Your objective> Copy all entries verbatim and keep any pictures out of the copy.
Top of Listed records
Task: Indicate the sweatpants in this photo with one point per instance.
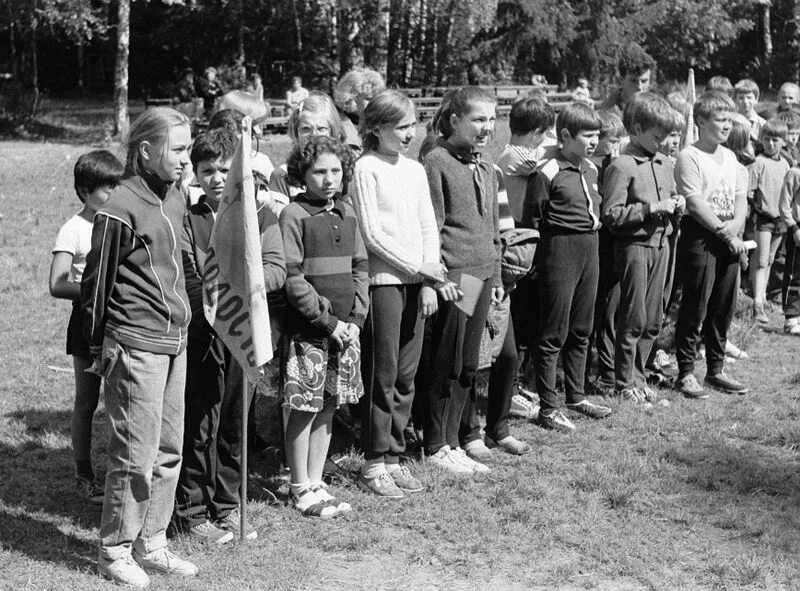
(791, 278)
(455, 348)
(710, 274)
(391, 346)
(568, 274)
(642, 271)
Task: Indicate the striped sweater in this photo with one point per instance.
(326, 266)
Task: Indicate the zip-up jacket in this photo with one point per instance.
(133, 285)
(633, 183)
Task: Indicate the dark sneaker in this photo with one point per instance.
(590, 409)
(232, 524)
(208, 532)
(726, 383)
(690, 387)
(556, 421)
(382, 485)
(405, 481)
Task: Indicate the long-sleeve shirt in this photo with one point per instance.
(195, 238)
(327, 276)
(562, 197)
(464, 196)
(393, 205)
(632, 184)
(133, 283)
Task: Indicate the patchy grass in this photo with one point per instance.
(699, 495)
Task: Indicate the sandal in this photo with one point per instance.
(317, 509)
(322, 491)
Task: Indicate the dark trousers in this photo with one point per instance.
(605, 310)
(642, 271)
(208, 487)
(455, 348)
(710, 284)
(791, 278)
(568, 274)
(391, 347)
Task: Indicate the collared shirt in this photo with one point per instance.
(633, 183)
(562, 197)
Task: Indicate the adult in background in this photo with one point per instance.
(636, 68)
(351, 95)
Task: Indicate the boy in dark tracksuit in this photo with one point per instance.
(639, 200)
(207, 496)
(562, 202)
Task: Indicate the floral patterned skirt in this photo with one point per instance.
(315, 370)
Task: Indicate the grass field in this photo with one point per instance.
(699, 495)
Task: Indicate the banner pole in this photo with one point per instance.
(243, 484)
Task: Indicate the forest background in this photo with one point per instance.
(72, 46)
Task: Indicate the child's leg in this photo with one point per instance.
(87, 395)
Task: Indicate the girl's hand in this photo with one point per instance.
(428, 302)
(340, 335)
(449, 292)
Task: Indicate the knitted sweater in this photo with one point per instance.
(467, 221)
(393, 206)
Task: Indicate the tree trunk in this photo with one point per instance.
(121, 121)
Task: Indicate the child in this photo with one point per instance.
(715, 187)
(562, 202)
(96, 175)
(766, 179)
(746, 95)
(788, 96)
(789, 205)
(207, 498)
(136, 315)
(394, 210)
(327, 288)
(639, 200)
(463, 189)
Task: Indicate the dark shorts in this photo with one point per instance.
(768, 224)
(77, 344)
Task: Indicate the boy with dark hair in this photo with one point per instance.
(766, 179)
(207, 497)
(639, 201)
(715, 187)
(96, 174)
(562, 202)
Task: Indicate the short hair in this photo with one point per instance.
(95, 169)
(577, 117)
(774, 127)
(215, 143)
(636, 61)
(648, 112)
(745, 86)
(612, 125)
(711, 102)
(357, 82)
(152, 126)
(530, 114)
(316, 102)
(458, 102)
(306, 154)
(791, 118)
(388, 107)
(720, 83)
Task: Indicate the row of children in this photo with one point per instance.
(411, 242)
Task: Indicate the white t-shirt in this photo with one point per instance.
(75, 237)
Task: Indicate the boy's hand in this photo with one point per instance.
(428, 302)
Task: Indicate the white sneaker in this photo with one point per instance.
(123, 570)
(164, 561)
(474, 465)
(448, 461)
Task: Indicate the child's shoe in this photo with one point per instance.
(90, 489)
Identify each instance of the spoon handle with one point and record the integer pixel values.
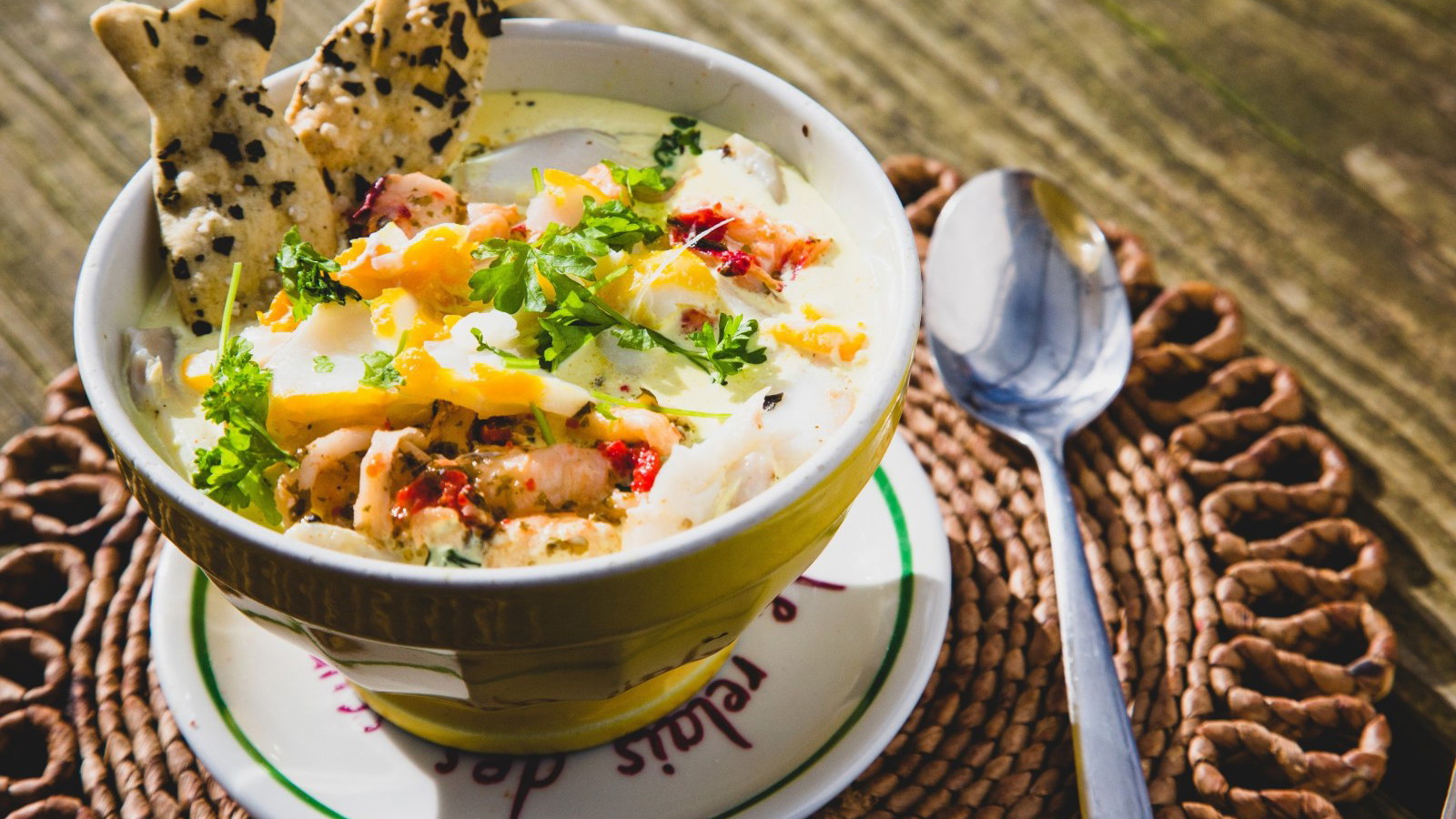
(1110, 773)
Bottom of Listed records
Solution to this problem>
Task: Indicate the sweatpants in this photo with one point per instance.
(791, 278)
(455, 348)
(710, 274)
(391, 346)
(568, 274)
(642, 271)
Task: Indicate the striped sweater in this photo with one point per instance.
(326, 266)
Task: Indicate the zip-up jacket in this photo with one point per instance.
(133, 285)
(633, 183)
Task: Indicate the dark sneaker in this photo with one point per instance.
(590, 409)
(232, 524)
(208, 532)
(726, 383)
(690, 387)
(556, 421)
(382, 485)
(405, 481)
Task: Indicate the long-sleeve shirt in this photo with one point per instance.
(195, 238)
(327, 276)
(562, 197)
(464, 196)
(393, 205)
(632, 184)
(133, 283)
Task: Indicate the patchy grass in this photo with one point per instance.
(699, 495)
Task: Indicate the sandal in this photo with one point per instance.
(317, 509)
(322, 491)
Task: Indicate the dark trousers in this photo with one point per instance.
(605, 310)
(642, 271)
(208, 487)
(455, 348)
(710, 284)
(791, 278)
(568, 274)
(391, 347)
Task: Indicate the collared shirt in this photo with one point per instance.
(633, 183)
(562, 197)
Task: Indicate the adult in background in this photo with one point per instance.
(636, 68)
(351, 95)
Task: Indicate the boy in dark tracksuit in this photo with one point per instance.
(639, 200)
(207, 496)
(562, 202)
Task: Indicate the floral patterned skirt in this photo with one point per instance.
(315, 370)
Task: Indicate the grass field in this photo with one point per instance.
(699, 495)
Task: Indicate the banner pole in this photo with one point per instance.
(243, 484)
Task: Indicate the forest background in this photo with one point per instance.
(72, 46)
Task: Indicate the child's leg in this photo with one point per instance.
(87, 395)
Task: Indicate the girl's hand in this photo with one point per instance.
(428, 302)
(340, 335)
(449, 292)
Task: Indicate the knitted sweater in this photo with one point per instance.
(467, 221)
(393, 206)
Task: Indicate the tree trunk in this photo with one point per instance.
(121, 121)
Task: Indicate the child in this photo with one point per instance.
(715, 187)
(562, 202)
(96, 175)
(766, 179)
(746, 95)
(788, 96)
(789, 205)
(207, 498)
(136, 315)
(394, 210)
(327, 288)
(639, 200)
(463, 189)
Task: Indicate the dark shorts in this photo with one point per instance.
(768, 224)
(77, 344)
Task: Indicate the boy with dark hair in this photo with one point per instance.
(766, 179)
(207, 497)
(639, 201)
(715, 187)
(96, 174)
(562, 202)
Task: Indicate the short hair in this photo with one point per instance.
(95, 169)
(577, 117)
(774, 127)
(215, 143)
(636, 61)
(648, 112)
(745, 86)
(612, 125)
(711, 102)
(357, 82)
(152, 126)
(530, 114)
(316, 102)
(458, 102)
(306, 154)
(791, 118)
(388, 107)
(720, 83)
Task: Indicate the row of children in this photo with one point per instance.
(411, 242)
Task: Indicate the white t-shirt in this photo with one point per instance.
(75, 237)
Task: Indicate the boy's hand in this photo with one point per instance.
(428, 302)
Task: Indicate the white sneaker in this photo with one point per instance.
(123, 570)
(164, 561)
(474, 465)
(448, 461)
Task: Indicate the child's shoe in this photo with one point per instance.
(90, 489)
Identify each instance of the spoon handle with one point and record the integer pixel values.
(1110, 773)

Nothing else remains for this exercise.